To do
Reproduce each line, exactly, from the one containing "clicking the tree." through the end of the material. Exclude pictures.
++++
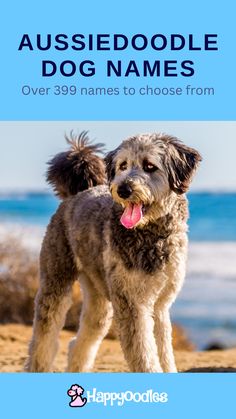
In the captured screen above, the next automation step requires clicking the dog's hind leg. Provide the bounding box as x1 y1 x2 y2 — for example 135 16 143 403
25 284 73 372
25 216 77 372
67 274 113 372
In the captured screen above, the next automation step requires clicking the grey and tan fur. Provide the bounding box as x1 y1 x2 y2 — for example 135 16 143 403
25 131 201 373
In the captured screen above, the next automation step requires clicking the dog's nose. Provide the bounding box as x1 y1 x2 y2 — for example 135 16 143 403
117 183 133 199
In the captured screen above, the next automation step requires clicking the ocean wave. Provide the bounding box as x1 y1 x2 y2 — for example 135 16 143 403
188 242 236 279
0 223 44 252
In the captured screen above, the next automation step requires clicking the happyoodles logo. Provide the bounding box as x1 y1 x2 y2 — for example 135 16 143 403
67 384 168 407
67 384 87 408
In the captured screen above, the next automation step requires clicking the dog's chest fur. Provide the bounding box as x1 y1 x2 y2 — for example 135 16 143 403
110 207 178 274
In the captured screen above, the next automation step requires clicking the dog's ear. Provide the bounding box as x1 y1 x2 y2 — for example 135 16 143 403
165 138 202 194
104 148 120 183
76 386 84 396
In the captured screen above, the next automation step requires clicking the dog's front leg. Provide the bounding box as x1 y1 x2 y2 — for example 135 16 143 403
112 292 162 372
154 258 187 373
154 304 177 373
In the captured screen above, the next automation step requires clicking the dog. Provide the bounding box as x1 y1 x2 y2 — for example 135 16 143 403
67 384 87 407
25 131 201 373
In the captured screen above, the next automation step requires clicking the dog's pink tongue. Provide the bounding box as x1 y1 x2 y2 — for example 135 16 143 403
120 203 143 229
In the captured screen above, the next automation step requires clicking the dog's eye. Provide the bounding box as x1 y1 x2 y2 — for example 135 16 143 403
143 161 158 173
119 161 127 171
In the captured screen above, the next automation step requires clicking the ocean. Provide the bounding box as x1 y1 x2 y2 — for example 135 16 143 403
0 191 236 349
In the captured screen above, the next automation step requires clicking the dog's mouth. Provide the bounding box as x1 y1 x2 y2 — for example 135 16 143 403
120 202 146 229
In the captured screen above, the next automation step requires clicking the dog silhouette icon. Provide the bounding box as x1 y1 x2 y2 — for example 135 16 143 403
67 384 87 407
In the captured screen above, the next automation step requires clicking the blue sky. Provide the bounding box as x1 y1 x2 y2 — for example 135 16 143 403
0 121 235 192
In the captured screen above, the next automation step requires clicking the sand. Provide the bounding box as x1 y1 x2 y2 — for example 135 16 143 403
1 324 236 373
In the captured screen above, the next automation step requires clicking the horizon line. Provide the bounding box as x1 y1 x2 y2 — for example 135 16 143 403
0 188 236 195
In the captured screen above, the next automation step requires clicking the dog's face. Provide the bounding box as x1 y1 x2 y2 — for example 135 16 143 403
67 385 84 397
105 133 201 229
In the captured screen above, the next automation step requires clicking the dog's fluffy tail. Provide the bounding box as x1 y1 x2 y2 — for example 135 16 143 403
46 131 106 199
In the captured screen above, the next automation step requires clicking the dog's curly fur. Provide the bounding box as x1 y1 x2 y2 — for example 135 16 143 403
25 132 201 373
47 131 106 198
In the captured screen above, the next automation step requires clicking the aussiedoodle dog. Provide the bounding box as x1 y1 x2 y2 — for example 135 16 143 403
25 131 201 373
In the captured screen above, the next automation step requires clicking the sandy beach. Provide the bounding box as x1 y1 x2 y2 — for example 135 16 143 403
1 324 236 373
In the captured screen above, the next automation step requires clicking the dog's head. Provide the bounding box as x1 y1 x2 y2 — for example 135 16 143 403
67 384 84 397
105 133 201 229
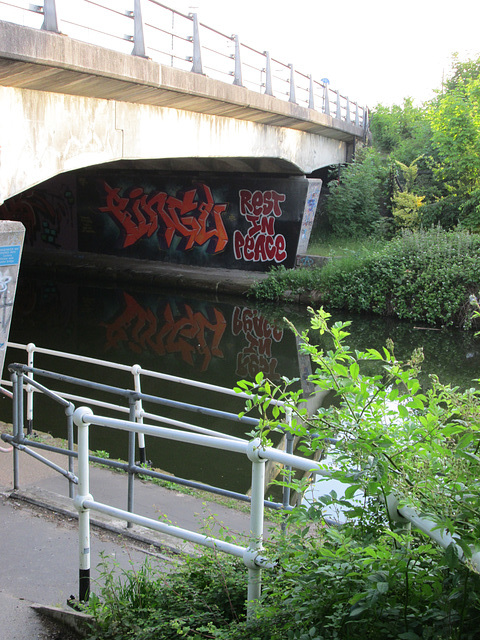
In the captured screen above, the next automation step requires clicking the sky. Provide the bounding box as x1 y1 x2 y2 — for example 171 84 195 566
167 0 480 108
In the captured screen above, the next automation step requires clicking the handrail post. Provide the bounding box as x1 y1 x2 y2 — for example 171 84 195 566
282 407 293 510
66 403 75 499
233 35 243 86
190 13 203 74
288 64 296 103
355 102 360 126
336 90 341 119
346 97 351 123
132 0 147 58
11 370 19 489
127 398 136 528
132 365 147 464
323 84 330 115
41 0 60 33
26 343 35 435
264 51 273 96
73 407 94 602
308 75 315 110
245 439 266 618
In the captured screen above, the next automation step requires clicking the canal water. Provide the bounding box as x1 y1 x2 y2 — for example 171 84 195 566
2 272 480 495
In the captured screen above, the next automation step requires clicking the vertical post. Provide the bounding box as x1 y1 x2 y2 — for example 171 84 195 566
336 90 341 119
264 52 273 96
308 75 315 110
190 13 203 74
41 0 60 33
245 439 266 618
132 365 146 465
282 408 293 510
346 97 351 123
132 0 147 57
288 64 296 103
127 399 136 528
323 84 330 115
233 35 243 86
66 404 75 499
26 343 35 435
355 102 360 126
363 106 369 132
11 371 19 490
73 407 94 603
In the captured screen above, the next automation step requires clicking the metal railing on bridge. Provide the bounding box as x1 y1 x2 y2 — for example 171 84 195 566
0 0 368 129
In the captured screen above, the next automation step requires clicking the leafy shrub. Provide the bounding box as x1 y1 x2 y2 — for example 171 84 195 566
251 228 480 328
85 551 247 639
84 311 480 640
324 146 389 239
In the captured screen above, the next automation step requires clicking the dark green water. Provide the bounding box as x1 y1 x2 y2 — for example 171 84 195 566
3 273 479 493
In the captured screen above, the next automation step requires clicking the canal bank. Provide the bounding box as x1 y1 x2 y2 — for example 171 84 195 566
21 249 270 298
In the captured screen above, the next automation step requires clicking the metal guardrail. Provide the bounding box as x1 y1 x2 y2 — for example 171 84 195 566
3 344 478 612
1 341 296 509
0 0 368 128
3 360 320 616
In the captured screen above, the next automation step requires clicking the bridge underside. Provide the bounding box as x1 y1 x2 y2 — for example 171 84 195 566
0 84 348 205
0 21 364 273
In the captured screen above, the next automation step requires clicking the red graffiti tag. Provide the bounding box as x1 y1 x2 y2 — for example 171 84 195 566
100 182 228 254
234 189 287 263
232 307 284 380
103 293 227 372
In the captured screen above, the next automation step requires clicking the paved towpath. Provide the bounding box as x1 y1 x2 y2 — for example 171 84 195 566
0 435 263 638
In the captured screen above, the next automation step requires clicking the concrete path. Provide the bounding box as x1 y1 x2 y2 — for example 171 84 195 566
0 438 262 638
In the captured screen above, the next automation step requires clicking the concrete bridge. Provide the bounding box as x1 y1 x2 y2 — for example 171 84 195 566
0 1 369 271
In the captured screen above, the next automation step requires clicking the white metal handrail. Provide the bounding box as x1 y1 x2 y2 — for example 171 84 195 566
4 351 479 617
0 0 368 127
72 405 327 614
4 340 282 463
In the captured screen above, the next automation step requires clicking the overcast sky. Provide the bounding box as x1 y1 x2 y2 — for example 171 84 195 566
168 0 480 108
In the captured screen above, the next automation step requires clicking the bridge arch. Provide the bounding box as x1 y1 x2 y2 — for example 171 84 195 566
0 85 347 203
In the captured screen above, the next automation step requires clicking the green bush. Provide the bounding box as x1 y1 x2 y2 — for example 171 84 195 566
324 146 389 239
84 311 480 640
251 228 480 328
85 551 247 639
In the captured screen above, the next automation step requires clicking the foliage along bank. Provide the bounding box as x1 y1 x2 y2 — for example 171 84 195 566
250 227 480 329
84 310 480 639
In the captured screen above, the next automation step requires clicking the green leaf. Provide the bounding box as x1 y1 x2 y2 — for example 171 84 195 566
349 362 360 380
376 581 389 594
255 371 264 384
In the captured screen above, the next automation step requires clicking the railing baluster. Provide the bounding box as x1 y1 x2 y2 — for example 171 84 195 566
26 342 35 435
41 0 59 33
308 75 315 110
264 51 273 96
288 63 296 104
132 0 147 58
233 34 243 86
190 13 203 74
132 364 147 464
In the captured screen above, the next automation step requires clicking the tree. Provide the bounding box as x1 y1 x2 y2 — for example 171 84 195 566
324 146 389 239
428 54 480 230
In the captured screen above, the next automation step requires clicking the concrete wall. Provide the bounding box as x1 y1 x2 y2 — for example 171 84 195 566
0 85 347 204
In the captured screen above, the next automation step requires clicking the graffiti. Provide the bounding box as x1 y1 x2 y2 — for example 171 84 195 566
232 306 284 379
296 255 315 268
0 187 74 247
103 293 227 372
233 189 287 263
100 182 229 254
297 179 322 255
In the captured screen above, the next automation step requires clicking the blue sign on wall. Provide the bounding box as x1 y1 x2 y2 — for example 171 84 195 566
0 245 21 266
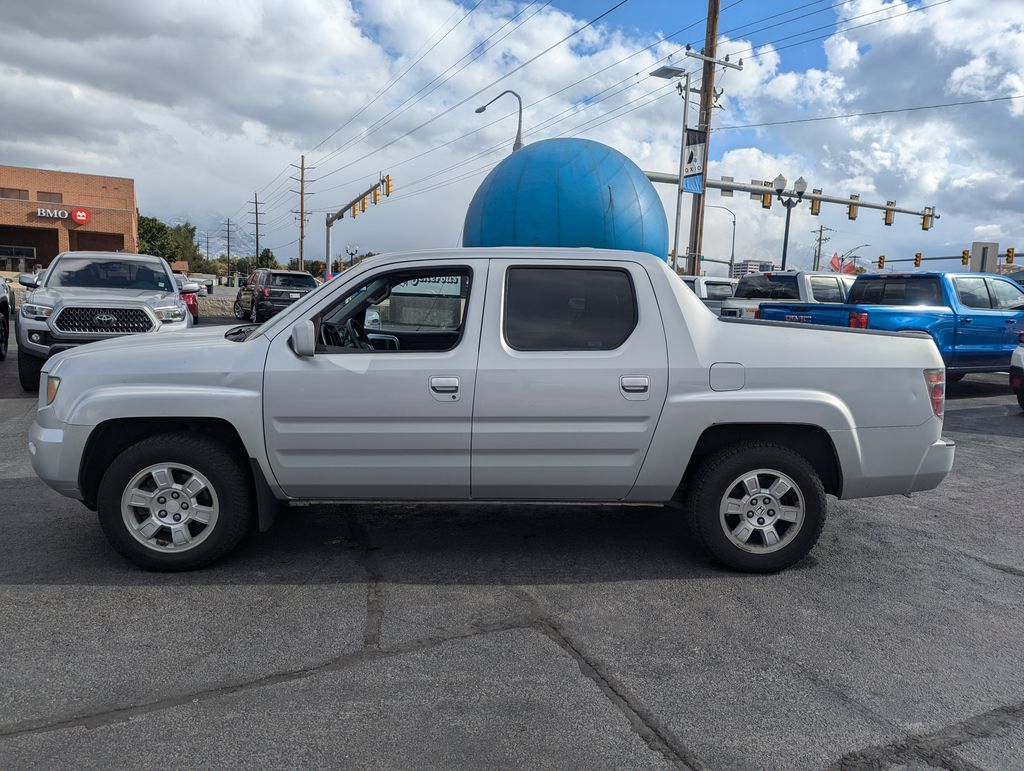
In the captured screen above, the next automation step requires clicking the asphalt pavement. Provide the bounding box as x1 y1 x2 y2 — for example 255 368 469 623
++++
Expected answer
In the captured screen above, the next automation step requires clicking the tree. Provide the bounding box as x1 y1 x2 y2 — for example 171 84 195 566
324 146 389 239
428 54 480 230
In the captured screen above, the next automation step requires clicking the concrete wall. Provide the bounding box as x1 y1 x2 y2 — for example 171 84 195 566
0 85 347 204
In the captured screen above, the next automation step requires clicking the graffiti. Provide the bounding box as x1 y1 x2 y2 — for example 171 84 195 566
232 306 284 379
296 255 315 268
0 187 74 247
103 293 227 372
233 189 287 263
100 182 229 254
297 179 322 255
In the captured screen above, the next automation step requires clicking the blue sign on wall. Provide the bounding box as x1 y1 x2 y2 — for example 171 84 195 566
0 245 21 266
In the captured screen above, the next automation step requires clicking the asphalt pavement. Provide the bounding box as x1 y1 x2 y2 — for example 255 368 469 623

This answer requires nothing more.